_WHAT YOU ARE ASKED TO DO_: Substitute "Object" for every "Target" in the material below and reproduce it with nothing else altered.

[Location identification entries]
━━━━━━━━━━━━━━━━━━━━━━━━━━━━━━

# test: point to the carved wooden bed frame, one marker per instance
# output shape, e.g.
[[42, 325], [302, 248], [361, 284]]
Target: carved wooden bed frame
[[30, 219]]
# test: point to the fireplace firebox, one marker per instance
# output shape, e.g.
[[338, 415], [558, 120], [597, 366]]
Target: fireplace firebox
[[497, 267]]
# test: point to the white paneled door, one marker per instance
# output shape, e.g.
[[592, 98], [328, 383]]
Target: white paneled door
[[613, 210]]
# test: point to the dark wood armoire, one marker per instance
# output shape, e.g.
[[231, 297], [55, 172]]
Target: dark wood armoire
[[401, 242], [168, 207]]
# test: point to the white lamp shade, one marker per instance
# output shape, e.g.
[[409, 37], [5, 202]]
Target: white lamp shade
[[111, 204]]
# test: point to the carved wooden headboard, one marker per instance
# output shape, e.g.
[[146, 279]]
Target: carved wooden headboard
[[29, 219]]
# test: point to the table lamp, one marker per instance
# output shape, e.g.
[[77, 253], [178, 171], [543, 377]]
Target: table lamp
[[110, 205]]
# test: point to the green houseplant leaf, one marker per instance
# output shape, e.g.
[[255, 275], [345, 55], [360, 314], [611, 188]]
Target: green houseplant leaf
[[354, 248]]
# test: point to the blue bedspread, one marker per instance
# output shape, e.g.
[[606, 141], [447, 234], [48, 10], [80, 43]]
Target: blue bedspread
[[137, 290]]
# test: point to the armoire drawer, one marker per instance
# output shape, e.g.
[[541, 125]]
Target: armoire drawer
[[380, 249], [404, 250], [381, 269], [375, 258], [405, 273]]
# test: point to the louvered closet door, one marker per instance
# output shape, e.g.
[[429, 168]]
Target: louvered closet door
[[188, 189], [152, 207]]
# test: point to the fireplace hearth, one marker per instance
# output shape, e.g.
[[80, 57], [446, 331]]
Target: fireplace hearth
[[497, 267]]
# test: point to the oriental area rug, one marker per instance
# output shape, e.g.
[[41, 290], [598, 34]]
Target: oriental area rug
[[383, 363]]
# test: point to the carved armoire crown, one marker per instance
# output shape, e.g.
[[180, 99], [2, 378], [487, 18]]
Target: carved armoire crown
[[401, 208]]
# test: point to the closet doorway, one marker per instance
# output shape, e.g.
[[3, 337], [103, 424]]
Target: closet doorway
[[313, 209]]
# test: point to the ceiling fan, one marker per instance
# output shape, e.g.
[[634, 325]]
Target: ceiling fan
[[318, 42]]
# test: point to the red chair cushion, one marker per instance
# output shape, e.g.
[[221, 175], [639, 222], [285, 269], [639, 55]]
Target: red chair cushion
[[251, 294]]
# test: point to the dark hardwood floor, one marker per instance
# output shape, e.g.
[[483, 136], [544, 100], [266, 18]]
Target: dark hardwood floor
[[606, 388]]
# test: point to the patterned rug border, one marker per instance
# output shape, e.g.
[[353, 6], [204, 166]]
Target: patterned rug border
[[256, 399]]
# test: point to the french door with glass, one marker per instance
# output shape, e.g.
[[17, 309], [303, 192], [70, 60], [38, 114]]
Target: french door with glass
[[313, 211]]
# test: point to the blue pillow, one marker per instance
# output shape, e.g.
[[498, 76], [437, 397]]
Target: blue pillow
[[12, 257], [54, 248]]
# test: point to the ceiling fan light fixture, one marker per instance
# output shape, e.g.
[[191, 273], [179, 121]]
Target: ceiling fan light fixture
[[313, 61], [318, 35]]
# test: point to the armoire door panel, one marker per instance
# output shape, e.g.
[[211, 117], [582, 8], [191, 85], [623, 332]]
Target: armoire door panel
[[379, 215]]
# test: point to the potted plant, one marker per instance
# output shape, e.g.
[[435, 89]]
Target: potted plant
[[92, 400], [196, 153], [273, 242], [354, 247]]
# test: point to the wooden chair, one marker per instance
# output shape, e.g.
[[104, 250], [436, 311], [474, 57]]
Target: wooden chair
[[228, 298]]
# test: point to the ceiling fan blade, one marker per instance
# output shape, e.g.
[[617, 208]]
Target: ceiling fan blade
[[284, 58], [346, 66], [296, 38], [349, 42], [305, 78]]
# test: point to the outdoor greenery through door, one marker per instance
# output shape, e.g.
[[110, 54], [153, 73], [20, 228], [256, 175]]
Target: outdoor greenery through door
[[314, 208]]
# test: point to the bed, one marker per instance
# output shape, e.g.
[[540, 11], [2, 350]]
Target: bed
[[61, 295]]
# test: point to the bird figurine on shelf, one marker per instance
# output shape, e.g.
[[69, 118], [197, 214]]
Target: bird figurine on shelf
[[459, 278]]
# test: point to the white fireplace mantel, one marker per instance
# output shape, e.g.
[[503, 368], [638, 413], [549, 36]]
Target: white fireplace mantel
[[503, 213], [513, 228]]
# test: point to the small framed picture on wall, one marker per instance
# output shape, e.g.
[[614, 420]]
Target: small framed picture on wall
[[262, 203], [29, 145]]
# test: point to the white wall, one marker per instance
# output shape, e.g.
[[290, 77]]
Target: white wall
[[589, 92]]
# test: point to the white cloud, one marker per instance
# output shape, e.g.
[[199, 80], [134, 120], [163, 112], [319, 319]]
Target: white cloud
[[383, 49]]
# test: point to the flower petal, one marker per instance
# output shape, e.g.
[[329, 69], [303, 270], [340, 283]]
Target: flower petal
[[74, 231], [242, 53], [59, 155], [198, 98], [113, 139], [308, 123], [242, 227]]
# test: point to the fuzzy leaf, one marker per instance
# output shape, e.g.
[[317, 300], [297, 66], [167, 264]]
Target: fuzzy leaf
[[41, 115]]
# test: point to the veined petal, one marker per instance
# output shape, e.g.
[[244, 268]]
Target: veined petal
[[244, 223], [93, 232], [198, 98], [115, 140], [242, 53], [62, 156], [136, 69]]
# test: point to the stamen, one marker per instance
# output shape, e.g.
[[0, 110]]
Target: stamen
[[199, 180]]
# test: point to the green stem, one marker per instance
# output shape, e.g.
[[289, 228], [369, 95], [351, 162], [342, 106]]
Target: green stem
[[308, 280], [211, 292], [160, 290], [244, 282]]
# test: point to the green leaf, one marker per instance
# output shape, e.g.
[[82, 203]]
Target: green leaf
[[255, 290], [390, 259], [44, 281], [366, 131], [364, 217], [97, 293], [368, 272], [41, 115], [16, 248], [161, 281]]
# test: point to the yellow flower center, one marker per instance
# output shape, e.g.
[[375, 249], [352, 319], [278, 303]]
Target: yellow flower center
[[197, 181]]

━━━━━━━━━━━━━━━━━━━━━━━━━━━━━━

_EXERCISE OUTPUT_:
# test: point to the carved wooden bed frame, one marker per instance
# output shape, e.g.
[[42, 325], [302, 248], [361, 284]]
Object: carved wooden bed frame
[[30, 219]]
# test: point to the fireplace firebox, one marker per instance
# output shape, e.g.
[[338, 415], [558, 120], [597, 366]]
Object: fireplace firebox
[[497, 267]]
# test: point to the white paneled door, one marker per instance
# output shape, e.g.
[[592, 98], [328, 383]]
Object: white paneled door
[[613, 210]]
# test: point to the dark wood armoire, one marker per instance
# output shape, e.g.
[[231, 297], [55, 172]]
Object: dark wood armoire
[[401, 242], [168, 207]]
# test: point to the white lamp shade, one marker per instance
# output shape, e.g.
[[409, 37], [5, 202]]
Object: white lamp shade
[[111, 204]]
# test: point to the carved wooden headboard, one marker per instance
# output shape, e.g.
[[146, 279]]
Object: carved wooden headboard
[[29, 219]]
# test: point to the table lamp, one marker per instance
# output shape, e.g.
[[77, 253], [178, 171], [543, 377]]
Object: table lamp
[[110, 205]]
# test: point to the green houseplant leaf, one marker per instance
# output shape, e.g.
[[255, 275], [345, 55], [360, 314], [611, 188]]
Object: green houseplant leaf
[[354, 248]]
# test: point to the blue bedspread, one marker per instance
# output shape, e.g.
[[606, 141], [447, 234], [48, 10], [80, 43]]
Object: blue bedspread
[[137, 290]]
# test: point to the armoire drawer, one marker per instance
# output shape, e.g.
[[541, 125]]
Object: armoire drawer
[[380, 249], [404, 250], [381, 269], [375, 258], [405, 273]]
# test: point to the louvered closet door, one marker per instance
# output shape, e.g.
[[429, 168]]
Object: louvered closet door
[[188, 189], [152, 207]]
# test: point to the fireplace hearth, one marker per instance
# output shape, e.g.
[[80, 57], [446, 331]]
Object: fireplace hearth
[[497, 267]]
# test: point to the oriental area rug, one marker per instance
# output shape, e.g.
[[41, 290], [598, 34]]
Object: oriental area rug
[[383, 363]]
# test: point to the carved armoire crown, one marker per instance
# output shape, e.g.
[[180, 99], [2, 378], [487, 18]]
Object: carved armoire crown
[[401, 208]]
# test: point to the closet doorway, one marker per instance
# output shape, e.g.
[[3, 337], [103, 424]]
Object: closet doorway
[[313, 209]]
# test: point to the ceiling fan, one marker per instance
# output shape, e.g.
[[634, 325]]
Object: ceiling fan
[[318, 42]]
# test: point to the red chair cushion, one marker per instance
# output shape, e.g.
[[221, 175], [639, 222], [285, 269], [639, 55]]
Object: red chair cushion
[[251, 294]]
# test: point to the dark hardwood floor, one marker per instance
# output shape, e.g.
[[483, 136], [544, 100], [266, 18]]
Object: dark hardwood floor
[[606, 388]]
# test: point to the patterned rug border, one marker per instance
# output shape, e.g.
[[353, 6], [204, 166]]
Object: patterned rug border
[[256, 399]]
# test: point to the french door with glass, one marker per instance
# output shape, e.g.
[[17, 309], [303, 192], [70, 60], [38, 114]]
Object: french door with glass
[[313, 211]]
# test: point to the blue pillow, one marker per instance
# output shape, e.g.
[[498, 76], [437, 397]]
Object: blue pillow
[[12, 257], [54, 248]]
# test: point to the ceiling fan light fixture, one marker per instance
# output shape, e.g.
[[191, 273], [179, 121]]
Object: ceiling fan light fixture
[[313, 61], [318, 35]]
# test: point to the armoire door panel, one marker per instance
# output shape, e.g.
[[211, 117], [582, 8], [191, 85], [623, 332]]
Object: armoire door panel
[[379, 215]]
# test: point to the potted plant, one marker per instance
# output shape, e.g.
[[435, 89]]
Object: potted plant
[[92, 400], [196, 153], [273, 242], [354, 247]]
# test: point to the wooden chair, one marker per instance
# output shape, e.g.
[[104, 250], [436, 311], [474, 57]]
Object: wooden chair
[[228, 298]]
# test: point to the ceiling fan blade, one marker per instance
# output shape, e.g.
[[617, 208]]
Object: ceiling fan blade
[[284, 58], [346, 66], [296, 38], [349, 42], [305, 78]]
# test: point to the outdoor greenery through door, one marker per instance
# output shape, e.g.
[[110, 54], [153, 73], [20, 228], [256, 175]]
Object: outdoor greenery through door
[[314, 208]]
# test: point to the bed, one marker per instance
# output shape, e.g.
[[540, 11], [2, 350]]
Object: bed
[[61, 295]]
# test: point to the bird figurine on shelf, one marker per instance
# output shape, e.g.
[[69, 118], [197, 214]]
Object: bird figurine on shelf
[[459, 278]]
# test: point to the white fireplace mantel, one marker per instance
# output shape, e.g.
[[503, 368], [638, 413], [549, 36]]
Object: white fireplace mantel
[[503, 213], [513, 228]]
# test: point to the small framed picture on wall, one marker per instance
# output shape, e.g.
[[614, 420]]
Object: small framed picture on wall
[[262, 203], [29, 145]]
# test: point to the white wall, one marker per instance
# output shape, e.g.
[[290, 77]]
Object: white wall
[[589, 92]]
# test: point to the white cloud, one marker per instance
# output shape, e.g.
[[199, 80], [134, 120], [163, 112], [319, 319]]
Object: white cloud
[[383, 49]]
# test: point to the flower petal, one marker per instance
# output shape, e.g.
[[329, 69], [303, 270], [340, 283]]
Object: flower petal
[[74, 231], [242, 53], [59, 155], [198, 98], [113, 139], [308, 123], [242, 227]]
# test: point to the fuzzy leaf, one marker per instance
# output shape, e.g.
[[317, 300], [297, 66], [167, 264]]
Object: fuzzy leaf
[[41, 115]]
# test: point to the veined petal, one marker per instance
# output shape, e.g.
[[244, 268]]
Object: veined petal
[[244, 223], [93, 232], [198, 98], [115, 140], [242, 53], [62, 156], [136, 69]]
# test: point to the stamen, one marker per instance
# output shape, e.g.
[[0, 110]]
Object: stamen
[[199, 180]]
# test: point to the green stem, one marker per instance
# output shape, e.g.
[[289, 228], [369, 95], [351, 162], [342, 106]]
Object: green stem
[[308, 280], [211, 292], [160, 290], [244, 282]]
# test: point to the green leaf, one marker per instance
# output shape, e.g.
[[82, 203]]
Object: green leaf
[[255, 290], [390, 259], [44, 281], [366, 131], [364, 217], [97, 293], [368, 272], [41, 115], [16, 248], [161, 281]]
# test: point to the yellow flower center, one marker per instance
# output shape, e.g.
[[375, 249], [352, 319], [278, 303]]
Object: yellow flower center
[[197, 181]]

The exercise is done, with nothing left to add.